Record extracts:
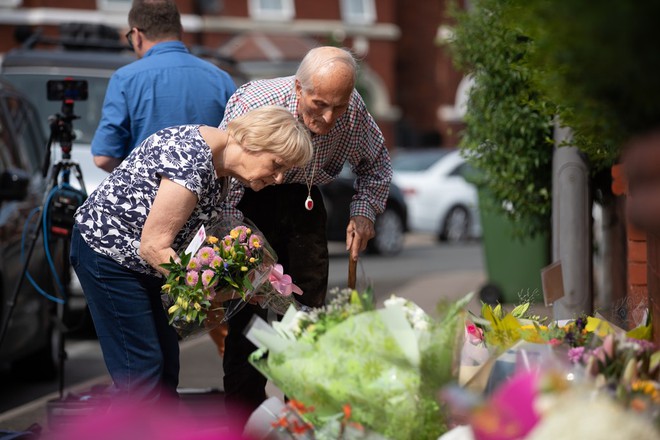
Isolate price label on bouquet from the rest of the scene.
[184,225,206,255]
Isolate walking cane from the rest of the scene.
[348,254,357,289]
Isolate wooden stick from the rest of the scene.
[348,254,357,289]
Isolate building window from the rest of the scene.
[96,0,133,13]
[341,0,376,24]
[0,0,23,8]
[248,0,295,21]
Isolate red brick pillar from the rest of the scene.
[612,164,660,344]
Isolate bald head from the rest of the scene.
[296,46,357,92]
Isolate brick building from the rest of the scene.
[0,0,461,150]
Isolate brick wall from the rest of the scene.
[612,164,649,325]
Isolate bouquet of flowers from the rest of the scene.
[162,221,302,338]
[247,289,470,439]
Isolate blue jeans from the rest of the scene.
[71,226,179,399]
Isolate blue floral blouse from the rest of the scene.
[75,125,229,276]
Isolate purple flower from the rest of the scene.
[568,347,584,364]
[197,246,215,266]
[186,270,199,286]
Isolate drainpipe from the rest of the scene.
[552,124,593,319]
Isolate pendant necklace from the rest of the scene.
[305,155,316,211]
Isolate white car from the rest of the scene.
[392,148,481,243]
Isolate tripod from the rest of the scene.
[0,99,87,398]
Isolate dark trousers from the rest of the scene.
[223,184,328,414]
[71,227,179,399]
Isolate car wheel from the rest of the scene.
[439,206,470,243]
[367,209,405,255]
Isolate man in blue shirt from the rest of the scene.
[92,0,236,172]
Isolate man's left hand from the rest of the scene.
[346,215,376,261]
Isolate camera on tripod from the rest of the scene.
[46,78,88,158]
[44,78,88,237]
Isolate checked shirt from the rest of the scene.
[220,76,392,221]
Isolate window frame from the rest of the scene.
[340,0,376,24]
[248,0,296,21]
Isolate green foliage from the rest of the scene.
[449,0,556,237]
[514,0,660,148]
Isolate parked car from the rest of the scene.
[0,24,247,334]
[0,31,247,193]
[0,76,58,380]
[320,165,408,255]
[392,148,481,243]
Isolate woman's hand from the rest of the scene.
[346,215,376,261]
[140,177,197,275]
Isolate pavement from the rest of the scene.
[0,264,485,438]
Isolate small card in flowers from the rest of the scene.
[183,225,206,255]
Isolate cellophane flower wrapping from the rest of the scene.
[162,219,277,338]
[248,289,469,439]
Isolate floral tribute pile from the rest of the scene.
[162,221,302,338]
[443,304,660,440]
[240,289,660,440]
[248,289,470,439]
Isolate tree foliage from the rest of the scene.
[449,0,556,236]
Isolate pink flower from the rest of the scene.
[202,269,215,287]
[268,264,302,296]
[250,234,262,249]
[186,270,199,286]
[568,347,584,364]
[465,321,484,345]
[197,246,215,266]
[209,255,224,269]
[186,257,200,270]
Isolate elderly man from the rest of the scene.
[220,47,392,418]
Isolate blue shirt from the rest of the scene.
[92,41,236,159]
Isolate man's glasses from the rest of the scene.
[125,27,142,51]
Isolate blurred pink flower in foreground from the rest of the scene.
[268,264,302,296]
[49,400,245,440]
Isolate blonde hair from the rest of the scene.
[227,105,313,167]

Your objective:
Please reproduce the part of the items that opens with the line containing "Isolate window frame" and closes with the line containing "[248,289,470,439]", both lines included and requests unchanged. Scale every bounding-box coordinate in the answers by 0.25, rounding to whole numbers with halves going up.

Response:
Isolate window frame from the rest of the scene.
[85,0,94,6]
[62,0,74,5]
Isolate green foliage from the rest of the scene.
[112,0,139,59]
[129,0,165,37]
Isolate parked car from the rest of the scene.
[0,6,62,84]
[0,8,62,48]
[0,19,15,95]
[80,41,102,64]
[98,37,120,61]
Isolate woman's hand from the rest of the scene.
[87,54,94,65]
[35,44,49,69]
Isolate pavement from the rest of the scene.
[0,66,121,110]
Isolate small card in flowers from the rest of the scene.
[46,56,52,64]
Isolate cellophane flower wrapping from the rest of the scene.
[41,55,69,85]
[62,72,117,110]
Isolate floral tribute pile from the rest of the scene.
[41,55,76,85]
[111,76,165,110]
[60,72,165,110]
[62,72,118,110]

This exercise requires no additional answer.